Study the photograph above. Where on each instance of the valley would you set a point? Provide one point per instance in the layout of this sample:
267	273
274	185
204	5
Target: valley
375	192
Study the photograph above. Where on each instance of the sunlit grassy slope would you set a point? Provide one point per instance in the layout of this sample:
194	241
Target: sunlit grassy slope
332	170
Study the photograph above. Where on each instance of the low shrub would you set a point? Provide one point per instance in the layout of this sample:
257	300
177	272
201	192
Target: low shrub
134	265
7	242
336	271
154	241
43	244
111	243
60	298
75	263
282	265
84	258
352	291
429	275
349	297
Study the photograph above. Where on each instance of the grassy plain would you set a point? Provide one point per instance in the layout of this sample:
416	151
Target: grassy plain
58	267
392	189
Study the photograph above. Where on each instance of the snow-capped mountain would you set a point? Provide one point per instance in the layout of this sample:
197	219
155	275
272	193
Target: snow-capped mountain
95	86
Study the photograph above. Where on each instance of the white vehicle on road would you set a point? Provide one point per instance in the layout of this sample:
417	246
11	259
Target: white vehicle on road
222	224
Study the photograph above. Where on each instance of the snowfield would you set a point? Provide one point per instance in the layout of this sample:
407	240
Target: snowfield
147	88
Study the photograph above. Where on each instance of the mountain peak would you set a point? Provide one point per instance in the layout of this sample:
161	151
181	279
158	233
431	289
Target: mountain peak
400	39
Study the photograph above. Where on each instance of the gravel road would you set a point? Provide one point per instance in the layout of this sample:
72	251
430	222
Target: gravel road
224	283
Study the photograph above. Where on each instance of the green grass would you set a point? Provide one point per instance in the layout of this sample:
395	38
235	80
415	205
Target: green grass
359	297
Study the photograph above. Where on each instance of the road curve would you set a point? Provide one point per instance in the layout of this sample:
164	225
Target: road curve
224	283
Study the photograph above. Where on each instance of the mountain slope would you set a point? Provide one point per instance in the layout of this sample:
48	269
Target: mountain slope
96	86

________________________

• What is required:
Set down only these lines, exactly: the line containing "of the snow-capped" and each line after it, through the end of the listing.

• Response:
Study the photograph above. Where on each instance of the snow-capped mountain would you set a point? Provide one point per instance in the layout of this sample:
197	219
155	275
272	193
Target: snow-capped mountain
95	86
Study the photograph above. Where on each instance of the white vehicle on road would you set a point? Provide one point per instance in the layout of this sample:
417	246
11	259
Target: white vehicle on road
222	224
Study the photograph above. Where on each instance of the snowfield would you set a point? Provide one point per instance in the layout of this sample:
407	240
Target: snowfield
147	88
Study the photograph above. Where on each instance of the mountain peak would you set a point? Provide one point per instance in the layout of this sample:
161	151
181	279
158	233
431	289
Target: mountain peak
400	39
Study the photograph above. Where on each instance of the gravel road would you set a point? Provide one point per instance in the layout of this sample:
72	251
430	222
Target: gravel road
224	283
Study the photograph above. Where on each instance of the green grass would you set a point? Provide one point per instance in the layout of this sample:
395	38
235	80
415	205
Target: green grass
359	297
Study the photograph above. Where on each instance of the road curve would you set a point? Provide one point per instance in the layout of this sample:
164	225
Target: road curve
224	283
Study the photograph above. Where on each instance of the mountain slope would you set a point? Provide one point per instance in the layout of this sample:
48	269
Target: mountain slope
96	86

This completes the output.